◆ Exercise aim: The entries are to be returned exactly as written.

[Data records]
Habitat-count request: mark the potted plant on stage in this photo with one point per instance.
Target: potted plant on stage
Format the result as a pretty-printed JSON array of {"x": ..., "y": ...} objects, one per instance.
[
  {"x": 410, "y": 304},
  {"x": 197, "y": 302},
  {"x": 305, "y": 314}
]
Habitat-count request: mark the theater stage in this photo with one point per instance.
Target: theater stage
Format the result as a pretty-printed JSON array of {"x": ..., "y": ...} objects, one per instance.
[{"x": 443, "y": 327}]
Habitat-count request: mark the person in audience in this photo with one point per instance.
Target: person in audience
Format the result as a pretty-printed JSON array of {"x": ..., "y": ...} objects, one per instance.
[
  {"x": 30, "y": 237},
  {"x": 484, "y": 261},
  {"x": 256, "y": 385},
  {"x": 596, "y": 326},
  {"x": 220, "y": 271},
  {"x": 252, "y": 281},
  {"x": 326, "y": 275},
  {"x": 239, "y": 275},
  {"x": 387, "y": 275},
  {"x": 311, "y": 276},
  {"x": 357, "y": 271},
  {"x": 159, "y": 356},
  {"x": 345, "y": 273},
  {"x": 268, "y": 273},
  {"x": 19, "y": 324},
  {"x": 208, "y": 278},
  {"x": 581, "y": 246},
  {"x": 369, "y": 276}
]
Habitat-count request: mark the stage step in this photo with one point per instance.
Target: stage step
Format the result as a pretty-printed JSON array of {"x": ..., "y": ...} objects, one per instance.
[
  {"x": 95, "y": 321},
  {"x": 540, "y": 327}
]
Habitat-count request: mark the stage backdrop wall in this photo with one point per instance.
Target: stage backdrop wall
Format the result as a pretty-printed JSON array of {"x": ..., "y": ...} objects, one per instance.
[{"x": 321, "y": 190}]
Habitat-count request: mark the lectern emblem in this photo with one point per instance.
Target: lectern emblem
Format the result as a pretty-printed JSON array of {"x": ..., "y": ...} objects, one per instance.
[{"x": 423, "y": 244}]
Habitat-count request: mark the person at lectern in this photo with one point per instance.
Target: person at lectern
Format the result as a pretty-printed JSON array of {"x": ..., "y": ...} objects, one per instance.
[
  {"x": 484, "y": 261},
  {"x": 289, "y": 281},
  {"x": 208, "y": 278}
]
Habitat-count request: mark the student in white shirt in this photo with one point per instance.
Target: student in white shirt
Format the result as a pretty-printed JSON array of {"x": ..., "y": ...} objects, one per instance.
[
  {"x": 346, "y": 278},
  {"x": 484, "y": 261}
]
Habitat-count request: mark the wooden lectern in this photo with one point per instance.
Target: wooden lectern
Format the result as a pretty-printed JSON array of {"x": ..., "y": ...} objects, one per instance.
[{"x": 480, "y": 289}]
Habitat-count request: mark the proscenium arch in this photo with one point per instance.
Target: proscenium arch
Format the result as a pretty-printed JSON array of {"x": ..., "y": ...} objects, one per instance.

◆ Output of the task:
Habitat-count request: mark the potted plant on stage in this photo with one point per instance.
Target: potted plant on stage
Format the result as a pretty-printed JSON array of {"x": ..., "y": ...} objects, one per instance.
[
  {"x": 410, "y": 304},
  {"x": 197, "y": 302},
  {"x": 305, "y": 314}
]
Habitat-count request: mark the theater stage in this photo with one point per instance.
Target: theater stage
Format the result as a pretty-printed JSON array of {"x": ..., "y": ...} objects, one per instance.
[{"x": 443, "y": 327}]
Habitat-count request: mark the person in audience in this photo with one point per instance.
Target: person in audience
Format the result as a pretty-printed JSON array of {"x": ..., "y": ...} objects, one per instance.
[
  {"x": 30, "y": 237},
  {"x": 484, "y": 261},
  {"x": 256, "y": 385},
  {"x": 596, "y": 326},
  {"x": 220, "y": 271},
  {"x": 252, "y": 281},
  {"x": 326, "y": 275},
  {"x": 239, "y": 275},
  {"x": 387, "y": 275},
  {"x": 311, "y": 276},
  {"x": 357, "y": 271},
  {"x": 159, "y": 356},
  {"x": 345, "y": 273},
  {"x": 268, "y": 273},
  {"x": 19, "y": 324},
  {"x": 208, "y": 278},
  {"x": 581, "y": 246},
  {"x": 369, "y": 276}
]
Habitat-count request: mark the stage step in this photo with one point per instance.
Target: stage step
Format the result as a pretty-printed JSON array of {"x": ..., "y": ...} objects, one per instance.
[
  {"x": 95, "y": 321},
  {"x": 540, "y": 327}
]
Habitat-count request: mark the stage backdrop wall in this photo with one point per instance.
Target: stage backdrop wall
Format the result as a pretty-printed JSON array of {"x": ..., "y": ...} objects, one per instance.
[{"x": 321, "y": 190}]
Habitat-count request: mark the lectern emblem in this photo with one point per instance.
Target: lectern emblem
Format the result as a pretty-printed JSON array of {"x": ..., "y": ...} objects, one per instance.
[{"x": 423, "y": 244}]
Habitat-count request: mark the person at lectern in this photo with one point per instance.
Target: person at lectern
Format the result as a pretty-printed JSON array of {"x": ..., "y": ...} objects, one per instance.
[
  {"x": 484, "y": 261},
  {"x": 289, "y": 281},
  {"x": 208, "y": 278}
]
Habitat-count request: mark the student in white shirt in this photo with one point per instance.
Target: student in white shirt
Format the result as a pretty-printed JSON array of {"x": ..., "y": ...} objects, one per instance.
[
  {"x": 346, "y": 278},
  {"x": 484, "y": 261}
]
Habitat-count request: mark the wooden lectern in this photo with one point per instance.
Target: wooden lectern
Format the result as a pretty-printed JSON array of {"x": ..., "y": ...} objects, one per instance.
[{"x": 480, "y": 289}]
Habitat-count request: mark the proscenium arch in this photo with one point per instance.
Target: proscenium arch
Format the result as a pretty-printed JSON array of {"x": ..., "y": ...} objects, one per instance.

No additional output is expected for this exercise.